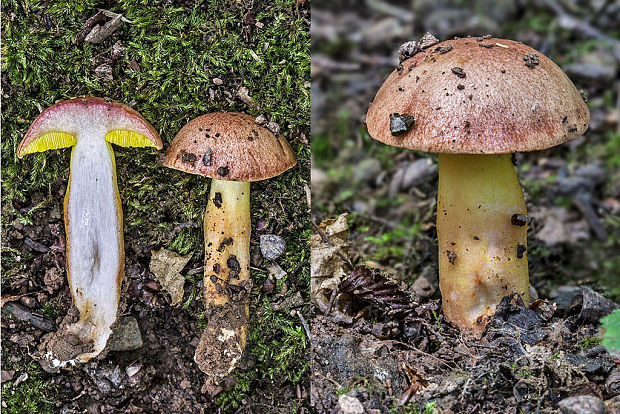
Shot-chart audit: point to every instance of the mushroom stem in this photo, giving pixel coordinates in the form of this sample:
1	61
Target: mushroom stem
95	254
482	254
226	277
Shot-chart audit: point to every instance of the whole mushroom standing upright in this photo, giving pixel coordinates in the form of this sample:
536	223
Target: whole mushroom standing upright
233	150
475	101
92	209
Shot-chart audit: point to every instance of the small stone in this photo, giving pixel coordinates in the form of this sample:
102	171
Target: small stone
7	375
23	377
29	302
268	286
126	335
272	246
427	41
459	72
400	123
406	50
582	404
133	369
276	271
350	405
118	50
261	225
531	59
443	49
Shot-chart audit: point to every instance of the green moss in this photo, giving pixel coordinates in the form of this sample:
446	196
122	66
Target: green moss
179	51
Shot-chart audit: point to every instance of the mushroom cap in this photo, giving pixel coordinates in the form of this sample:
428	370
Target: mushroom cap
67	118
229	146
481	96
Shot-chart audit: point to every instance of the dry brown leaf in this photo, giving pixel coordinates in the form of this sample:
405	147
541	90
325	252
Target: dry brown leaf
327	264
166	266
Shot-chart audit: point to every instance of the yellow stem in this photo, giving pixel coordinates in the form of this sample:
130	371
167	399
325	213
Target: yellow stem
227	283
482	255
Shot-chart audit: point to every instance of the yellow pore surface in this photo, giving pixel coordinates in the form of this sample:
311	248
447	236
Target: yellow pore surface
56	140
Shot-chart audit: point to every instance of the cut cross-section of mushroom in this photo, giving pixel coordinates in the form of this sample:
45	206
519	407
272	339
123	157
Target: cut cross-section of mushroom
233	150
92	207
475	101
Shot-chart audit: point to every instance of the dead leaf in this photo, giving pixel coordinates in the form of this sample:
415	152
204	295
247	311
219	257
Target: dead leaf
166	266
417	383
327	264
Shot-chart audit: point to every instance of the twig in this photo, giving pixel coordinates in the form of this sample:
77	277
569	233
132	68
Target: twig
421	352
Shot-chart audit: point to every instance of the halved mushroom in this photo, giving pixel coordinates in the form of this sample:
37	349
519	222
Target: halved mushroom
92	207
233	150
476	101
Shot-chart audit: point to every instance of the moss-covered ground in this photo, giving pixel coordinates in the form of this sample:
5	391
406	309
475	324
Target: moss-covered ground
170	54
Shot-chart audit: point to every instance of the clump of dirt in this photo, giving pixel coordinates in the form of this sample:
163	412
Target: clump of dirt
528	359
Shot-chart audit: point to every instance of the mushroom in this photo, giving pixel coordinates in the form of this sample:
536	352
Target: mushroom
92	208
233	150
475	102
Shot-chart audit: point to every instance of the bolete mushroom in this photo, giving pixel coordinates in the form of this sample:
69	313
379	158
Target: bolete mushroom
475	101
92	207
233	150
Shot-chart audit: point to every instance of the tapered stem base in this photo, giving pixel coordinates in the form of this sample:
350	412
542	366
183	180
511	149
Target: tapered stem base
227	283
482	255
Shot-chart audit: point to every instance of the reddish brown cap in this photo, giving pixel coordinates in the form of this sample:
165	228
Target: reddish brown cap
477	95
229	146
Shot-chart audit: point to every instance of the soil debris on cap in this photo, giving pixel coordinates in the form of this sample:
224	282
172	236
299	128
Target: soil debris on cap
531	59
443	49
217	200
427	41
407	50
206	159
458	72
400	123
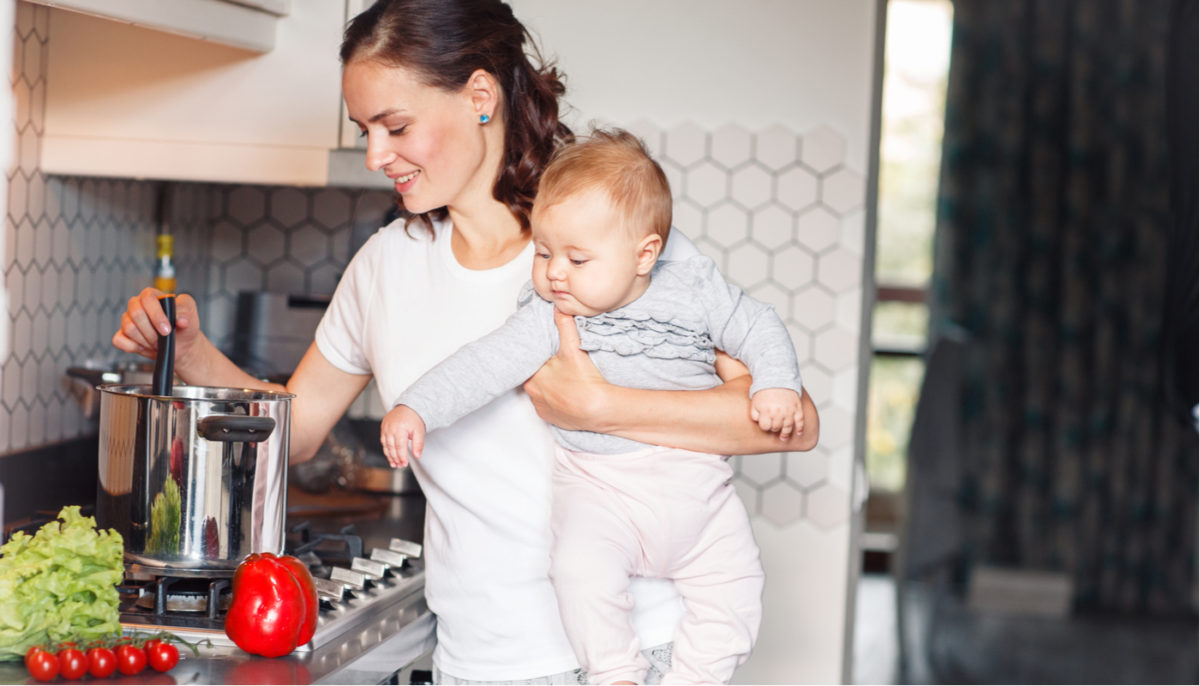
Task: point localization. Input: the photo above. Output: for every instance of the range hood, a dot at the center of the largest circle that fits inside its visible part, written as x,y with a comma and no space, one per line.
246,24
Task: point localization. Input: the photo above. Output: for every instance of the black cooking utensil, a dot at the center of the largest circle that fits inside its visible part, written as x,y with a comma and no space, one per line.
165,362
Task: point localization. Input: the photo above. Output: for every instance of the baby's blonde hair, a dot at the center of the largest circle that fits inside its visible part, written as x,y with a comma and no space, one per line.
616,162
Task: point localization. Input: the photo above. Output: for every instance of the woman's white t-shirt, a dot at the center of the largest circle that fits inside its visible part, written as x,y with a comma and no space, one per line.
402,306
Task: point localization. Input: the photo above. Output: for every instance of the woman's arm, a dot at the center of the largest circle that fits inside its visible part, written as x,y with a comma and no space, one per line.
569,392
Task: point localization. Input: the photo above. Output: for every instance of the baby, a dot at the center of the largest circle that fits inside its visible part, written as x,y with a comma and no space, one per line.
624,509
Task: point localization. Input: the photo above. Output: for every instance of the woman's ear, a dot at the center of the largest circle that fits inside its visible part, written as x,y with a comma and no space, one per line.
648,253
485,95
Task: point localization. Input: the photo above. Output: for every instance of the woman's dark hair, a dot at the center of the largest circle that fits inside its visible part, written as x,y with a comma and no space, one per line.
444,42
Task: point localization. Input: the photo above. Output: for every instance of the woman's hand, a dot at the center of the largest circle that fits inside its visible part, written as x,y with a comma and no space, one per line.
569,391
144,320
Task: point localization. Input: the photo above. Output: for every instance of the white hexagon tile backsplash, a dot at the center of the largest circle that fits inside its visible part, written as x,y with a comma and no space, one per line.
781,212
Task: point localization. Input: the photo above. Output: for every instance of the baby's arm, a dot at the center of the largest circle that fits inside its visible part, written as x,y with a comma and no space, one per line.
750,331
778,410
401,426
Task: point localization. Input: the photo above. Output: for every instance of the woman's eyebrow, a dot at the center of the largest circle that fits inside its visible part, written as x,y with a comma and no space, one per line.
384,114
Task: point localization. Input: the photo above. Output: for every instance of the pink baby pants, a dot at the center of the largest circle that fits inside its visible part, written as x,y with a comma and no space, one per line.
658,512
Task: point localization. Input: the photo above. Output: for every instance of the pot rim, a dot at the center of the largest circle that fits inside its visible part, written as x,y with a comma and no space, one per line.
213,392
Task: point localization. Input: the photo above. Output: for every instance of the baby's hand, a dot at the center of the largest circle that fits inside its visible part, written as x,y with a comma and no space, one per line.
399,427
778,410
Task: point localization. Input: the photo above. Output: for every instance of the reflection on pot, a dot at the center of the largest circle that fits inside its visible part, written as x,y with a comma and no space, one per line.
165,521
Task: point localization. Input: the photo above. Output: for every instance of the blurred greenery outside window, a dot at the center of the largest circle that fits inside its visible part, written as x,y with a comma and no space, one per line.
916,65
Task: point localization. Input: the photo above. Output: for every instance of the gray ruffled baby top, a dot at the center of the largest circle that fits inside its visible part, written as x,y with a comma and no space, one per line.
665,340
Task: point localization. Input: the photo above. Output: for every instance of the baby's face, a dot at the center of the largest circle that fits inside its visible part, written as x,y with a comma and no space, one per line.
585,262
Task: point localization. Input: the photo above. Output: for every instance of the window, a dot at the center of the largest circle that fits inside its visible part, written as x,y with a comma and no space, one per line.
916,64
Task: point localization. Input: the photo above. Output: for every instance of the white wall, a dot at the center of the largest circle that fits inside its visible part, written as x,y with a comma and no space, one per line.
760,113
756,62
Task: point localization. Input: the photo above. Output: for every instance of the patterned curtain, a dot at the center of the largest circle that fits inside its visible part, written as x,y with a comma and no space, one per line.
1053,248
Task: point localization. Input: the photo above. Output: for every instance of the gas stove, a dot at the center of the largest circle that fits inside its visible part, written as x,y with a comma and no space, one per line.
355,588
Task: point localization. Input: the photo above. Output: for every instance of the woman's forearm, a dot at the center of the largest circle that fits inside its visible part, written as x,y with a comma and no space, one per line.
717,420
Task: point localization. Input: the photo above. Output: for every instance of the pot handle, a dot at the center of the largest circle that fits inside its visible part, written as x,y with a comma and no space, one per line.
237,428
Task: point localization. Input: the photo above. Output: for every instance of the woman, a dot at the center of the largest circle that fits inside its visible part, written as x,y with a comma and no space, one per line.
463,121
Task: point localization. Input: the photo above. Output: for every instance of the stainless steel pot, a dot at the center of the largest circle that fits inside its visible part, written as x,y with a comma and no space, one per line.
196,480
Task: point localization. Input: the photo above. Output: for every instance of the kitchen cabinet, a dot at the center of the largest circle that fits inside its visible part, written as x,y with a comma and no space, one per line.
127,101
247,24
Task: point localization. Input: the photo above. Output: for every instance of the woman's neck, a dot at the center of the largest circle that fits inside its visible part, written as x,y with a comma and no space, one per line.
486,238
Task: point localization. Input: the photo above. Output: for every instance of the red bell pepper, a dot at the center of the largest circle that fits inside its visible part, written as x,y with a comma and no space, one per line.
274,606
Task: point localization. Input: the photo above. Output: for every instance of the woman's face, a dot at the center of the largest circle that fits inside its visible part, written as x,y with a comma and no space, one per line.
427,140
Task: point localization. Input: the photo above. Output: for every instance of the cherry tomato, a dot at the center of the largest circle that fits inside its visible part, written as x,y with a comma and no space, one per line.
130,659
162,656
31,654
42,666
101,662
72,663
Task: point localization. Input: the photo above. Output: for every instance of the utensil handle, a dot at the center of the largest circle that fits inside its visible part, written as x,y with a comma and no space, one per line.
235,428
165,361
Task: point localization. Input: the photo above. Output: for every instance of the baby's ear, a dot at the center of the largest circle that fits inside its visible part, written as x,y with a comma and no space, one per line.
648,253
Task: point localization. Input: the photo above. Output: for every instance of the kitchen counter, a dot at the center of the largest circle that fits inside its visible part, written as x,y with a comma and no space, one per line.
372,654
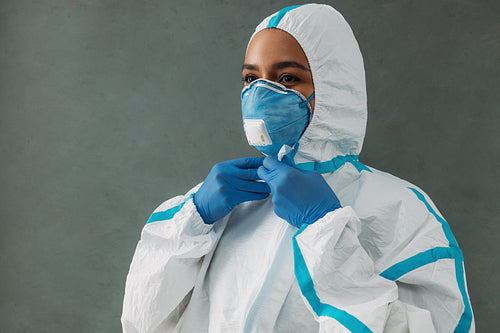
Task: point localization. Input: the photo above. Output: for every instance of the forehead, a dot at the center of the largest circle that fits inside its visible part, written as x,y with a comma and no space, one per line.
274,45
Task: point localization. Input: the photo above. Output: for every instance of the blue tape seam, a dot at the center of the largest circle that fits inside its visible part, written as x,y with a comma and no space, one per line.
432,255
306,286
333,164
169,213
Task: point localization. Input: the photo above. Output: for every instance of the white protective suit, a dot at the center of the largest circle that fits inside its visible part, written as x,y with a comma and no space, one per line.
385,262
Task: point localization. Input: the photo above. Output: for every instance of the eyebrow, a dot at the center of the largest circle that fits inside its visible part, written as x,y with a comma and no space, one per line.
278,65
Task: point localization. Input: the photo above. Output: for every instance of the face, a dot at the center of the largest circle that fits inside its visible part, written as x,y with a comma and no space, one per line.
275,55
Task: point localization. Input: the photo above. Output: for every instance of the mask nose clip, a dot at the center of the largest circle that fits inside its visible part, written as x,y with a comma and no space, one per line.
308,100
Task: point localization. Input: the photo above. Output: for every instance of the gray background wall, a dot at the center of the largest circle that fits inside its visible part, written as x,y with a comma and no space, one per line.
108,108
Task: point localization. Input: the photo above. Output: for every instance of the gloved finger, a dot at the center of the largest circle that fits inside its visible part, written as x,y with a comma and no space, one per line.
256,196
247,174
288,161
263,173
248,162
252,186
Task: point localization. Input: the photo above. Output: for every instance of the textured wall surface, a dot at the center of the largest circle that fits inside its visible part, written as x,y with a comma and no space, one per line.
108,108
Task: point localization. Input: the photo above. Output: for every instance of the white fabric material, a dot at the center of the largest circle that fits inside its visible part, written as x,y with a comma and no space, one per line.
238,274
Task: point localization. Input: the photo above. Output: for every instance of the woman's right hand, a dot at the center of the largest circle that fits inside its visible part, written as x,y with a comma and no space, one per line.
227,185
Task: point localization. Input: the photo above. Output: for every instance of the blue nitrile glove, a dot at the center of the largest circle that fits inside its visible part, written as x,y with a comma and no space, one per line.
298,196
227,185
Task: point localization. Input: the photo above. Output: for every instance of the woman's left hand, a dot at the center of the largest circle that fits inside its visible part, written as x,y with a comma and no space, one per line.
298,196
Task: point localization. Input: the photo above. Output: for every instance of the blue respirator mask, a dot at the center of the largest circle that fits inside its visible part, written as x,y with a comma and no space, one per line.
273,115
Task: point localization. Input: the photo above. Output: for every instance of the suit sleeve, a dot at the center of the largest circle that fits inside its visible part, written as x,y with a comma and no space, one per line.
165,265
423,292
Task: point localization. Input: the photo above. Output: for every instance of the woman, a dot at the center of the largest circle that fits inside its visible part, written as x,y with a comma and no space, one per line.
307,239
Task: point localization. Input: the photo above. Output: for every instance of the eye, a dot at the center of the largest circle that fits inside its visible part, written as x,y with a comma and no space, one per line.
249,78
286,78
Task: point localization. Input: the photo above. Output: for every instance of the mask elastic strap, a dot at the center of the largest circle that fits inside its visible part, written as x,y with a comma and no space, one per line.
309,99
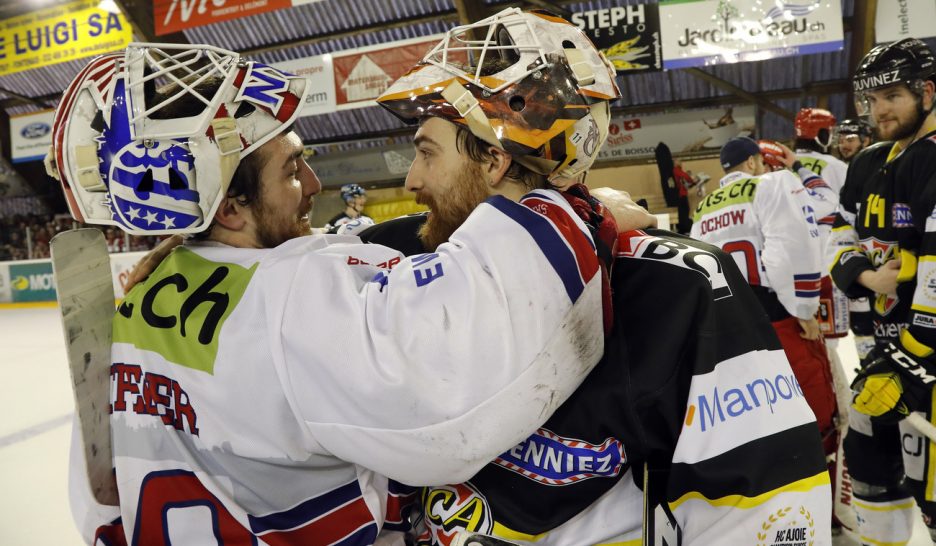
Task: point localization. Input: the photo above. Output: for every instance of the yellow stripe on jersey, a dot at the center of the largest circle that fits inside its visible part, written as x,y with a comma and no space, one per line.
866,540
509,534
880,507
908,264
911,344
740,501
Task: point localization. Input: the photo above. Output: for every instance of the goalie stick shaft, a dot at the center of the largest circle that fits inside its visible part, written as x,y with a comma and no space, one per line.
85,291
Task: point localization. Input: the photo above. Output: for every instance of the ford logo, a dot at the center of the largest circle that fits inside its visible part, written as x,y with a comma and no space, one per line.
36,130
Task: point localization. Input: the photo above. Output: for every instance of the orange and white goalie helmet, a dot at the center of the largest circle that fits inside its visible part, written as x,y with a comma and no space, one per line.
129,156
529,83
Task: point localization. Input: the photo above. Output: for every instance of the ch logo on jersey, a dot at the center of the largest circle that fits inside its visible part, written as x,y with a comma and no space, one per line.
452,508
264,86
878,253
550,459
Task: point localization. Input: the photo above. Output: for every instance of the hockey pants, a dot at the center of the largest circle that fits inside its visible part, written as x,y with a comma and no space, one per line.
810,364
890,466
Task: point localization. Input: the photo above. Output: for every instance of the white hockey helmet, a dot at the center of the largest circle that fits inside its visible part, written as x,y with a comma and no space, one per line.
529,83
128,155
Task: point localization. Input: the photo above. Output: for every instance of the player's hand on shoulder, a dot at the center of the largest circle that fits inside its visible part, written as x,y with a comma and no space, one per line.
151,261
627,214
810,329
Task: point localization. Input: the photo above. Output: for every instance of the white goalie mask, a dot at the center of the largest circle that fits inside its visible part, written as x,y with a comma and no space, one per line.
149,139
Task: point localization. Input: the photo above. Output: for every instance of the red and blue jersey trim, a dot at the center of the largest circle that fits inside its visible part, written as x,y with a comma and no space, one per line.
339,517
565,245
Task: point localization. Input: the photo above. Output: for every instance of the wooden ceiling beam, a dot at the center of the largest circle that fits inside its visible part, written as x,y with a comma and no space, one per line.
140,15
759,100
815,89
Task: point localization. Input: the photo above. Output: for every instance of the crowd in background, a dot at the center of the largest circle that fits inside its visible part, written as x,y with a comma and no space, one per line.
27,236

## What to work on
Output exactly the lines from the one containing "of the wooden" through the last line of the entries, both ends included.

## Response for this exercise
Task: point localization. Input: the photo above. Output: for every instance of the wooden ceiling beam, a dot at the center of the largest circle that fits inside its visible part, written as x,y with a comma and no space, one per line.
140,15
759,100
815,89
Task: point localization. Input: the photo above. Output: for every instance of the crowd in background, a dot at the center of the largest circle that fits inside its visible part, written as x,y with a comma and no space, one per line.
27,236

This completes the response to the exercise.